#### EXCERPT PROVIDED
☆ ☆ ☆ ☆ ☆ ☆ ☆

My research investigates how organizations respond and adapt to large-scale disruptions and, particularly, how the decisions that companies make during adversity influence their performance and the broader society. My work seeks to understand not only the direct effects on firms but also how these strategies shape societal responses to adversity, offering insights that bridge the gap between market and nonmarket strategies.
I believe that strategic decisions made during disruptions, such as contributing to disaster relief, adopting new technology, or implementing social innovation, carry greater consequences for market competition and social welfare than those made in stable environments. Large disruptions, whether arising from climate change, natural disasters, financial crises, pandemics, political unrest, terrorism, wars, or economic disintegration, can reshape stakeholder-firm relationships, drive business renewal and radical innovation, alter social norms and regulations, affect market development, and even lead to notable behavioral changes.

☆ ☆ ☆ ☆ ☆ ☆ ☆

#### TASKS TO CARRY OUT
1: Answer these questions using the research statement on organizations and disruptions:
(a) What gap does the work aim to bridge?
(b) What three strategic decisions made during disruptions does it name?
(c) Which kinds of disruption does it list?
2: Rewrite the paragraph of the research statement on organizations and disruptions that begins "I believe that strategic decisions" as a bulleted list, keeping its main facts.
3: Resume the research statement on organizations and disruptions, starting after its final sentence.

#### DATA SHOWN

☆ ☆ ☆ ☆ ☆ ☆ ☆

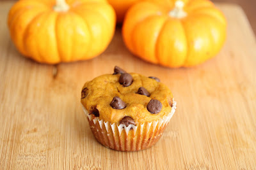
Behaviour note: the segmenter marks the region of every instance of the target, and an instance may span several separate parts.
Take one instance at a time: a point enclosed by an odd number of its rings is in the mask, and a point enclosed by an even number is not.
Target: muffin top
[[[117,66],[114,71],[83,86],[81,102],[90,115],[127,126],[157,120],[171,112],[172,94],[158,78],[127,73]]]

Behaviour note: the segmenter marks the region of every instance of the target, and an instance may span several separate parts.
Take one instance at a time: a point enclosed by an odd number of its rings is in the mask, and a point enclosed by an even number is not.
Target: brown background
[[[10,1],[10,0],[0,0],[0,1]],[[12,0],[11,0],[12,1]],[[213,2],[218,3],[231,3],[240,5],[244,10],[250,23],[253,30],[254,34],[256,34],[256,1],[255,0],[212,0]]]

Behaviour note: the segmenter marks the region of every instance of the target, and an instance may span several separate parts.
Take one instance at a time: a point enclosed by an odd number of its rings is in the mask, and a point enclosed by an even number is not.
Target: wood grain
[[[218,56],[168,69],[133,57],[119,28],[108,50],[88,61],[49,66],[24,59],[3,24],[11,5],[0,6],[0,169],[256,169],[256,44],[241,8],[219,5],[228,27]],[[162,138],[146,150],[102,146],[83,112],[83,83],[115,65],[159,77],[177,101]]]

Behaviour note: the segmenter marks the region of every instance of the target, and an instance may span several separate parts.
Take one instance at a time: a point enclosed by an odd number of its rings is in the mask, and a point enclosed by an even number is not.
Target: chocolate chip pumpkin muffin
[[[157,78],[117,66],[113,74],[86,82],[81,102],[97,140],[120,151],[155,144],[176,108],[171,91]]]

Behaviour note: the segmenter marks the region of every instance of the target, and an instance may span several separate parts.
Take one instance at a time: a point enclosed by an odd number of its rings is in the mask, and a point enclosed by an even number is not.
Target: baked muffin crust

☆ ☆ ☆ ☆ ☆ ☆ ☆

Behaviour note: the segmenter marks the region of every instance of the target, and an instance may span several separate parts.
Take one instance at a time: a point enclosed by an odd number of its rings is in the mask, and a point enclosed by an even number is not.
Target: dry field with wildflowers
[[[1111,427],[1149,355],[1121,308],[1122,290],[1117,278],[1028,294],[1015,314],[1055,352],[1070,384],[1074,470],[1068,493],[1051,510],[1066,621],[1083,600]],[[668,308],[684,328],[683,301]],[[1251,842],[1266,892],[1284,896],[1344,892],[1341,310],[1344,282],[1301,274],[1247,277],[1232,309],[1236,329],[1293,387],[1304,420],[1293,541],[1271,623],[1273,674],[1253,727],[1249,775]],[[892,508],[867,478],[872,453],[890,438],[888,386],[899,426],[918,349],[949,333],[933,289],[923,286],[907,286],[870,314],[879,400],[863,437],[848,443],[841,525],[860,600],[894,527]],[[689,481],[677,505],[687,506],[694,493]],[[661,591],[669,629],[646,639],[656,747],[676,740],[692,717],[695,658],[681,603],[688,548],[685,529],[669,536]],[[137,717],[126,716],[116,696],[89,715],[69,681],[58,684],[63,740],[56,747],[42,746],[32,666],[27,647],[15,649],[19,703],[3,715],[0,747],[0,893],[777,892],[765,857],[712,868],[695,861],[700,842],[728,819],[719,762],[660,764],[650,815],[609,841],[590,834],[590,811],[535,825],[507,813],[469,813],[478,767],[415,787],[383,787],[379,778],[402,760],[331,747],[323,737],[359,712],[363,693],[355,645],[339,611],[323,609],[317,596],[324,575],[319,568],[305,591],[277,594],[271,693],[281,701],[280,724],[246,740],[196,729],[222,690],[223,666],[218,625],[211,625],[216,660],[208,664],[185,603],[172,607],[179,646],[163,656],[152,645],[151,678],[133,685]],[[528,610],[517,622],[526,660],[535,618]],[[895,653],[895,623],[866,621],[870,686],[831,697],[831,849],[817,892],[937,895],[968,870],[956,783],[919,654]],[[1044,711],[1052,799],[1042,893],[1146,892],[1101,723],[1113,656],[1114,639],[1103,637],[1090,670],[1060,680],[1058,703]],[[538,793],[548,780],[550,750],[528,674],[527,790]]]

☆ ☆ ☆ ☆ ☆ ☆ ☆

#### SET OF ANSWERS
1:
(a) It aims to bridge the gap between market and nonmarket strategies.
(b) Contributing to disaster relief, adopting new technology, and implementing social innovation.
(c) Climate change, natural disasters, financial crises, pandemics, political unrest, terrorism, wars, and economic disintegration.

2:
- Strategic decisions made during disruptions have greater consequences for market competition and social welfare than those made in stable environments. Examples include contributing to disaster relief, adopting new technology, and implementing social innovation.
- Large disruptions may come from climate change, natural disasters, financial crises, pandemics, political unrest, terrorism, wars, or economic disintegration.
- Such disruptions can:
  - reshape stakeholder-firm relationships
  - drive business renewal and radical innovation
  - alter social norms and regulations
  - affect market development
  - lead to notable behavioral changes

3:
In a business landscape characterized by the uncertainty and urgency posed by large-scale shocks, biased and suboptimal decisions often overshadow informed ones, and learning becomes rare. Through my work, I aim to enrich global strategy scholarship and provide business decision-makers with insights that promote resilience and sustainability, as they grapple with the fundamental grand challenge of managing disruptions at the global level.
I hold a PhD in Applied Economics and Management from Wharton and degrees from the MIT and ITAM. Prior to academia, I worked with financial derivatives for two banks and with policy instruments to finance catastrophic risk for two multilateral agencies.
I co-direct GLOB~S and serve on the review boards of the Academy Management Journal and the Strategic Management Journal.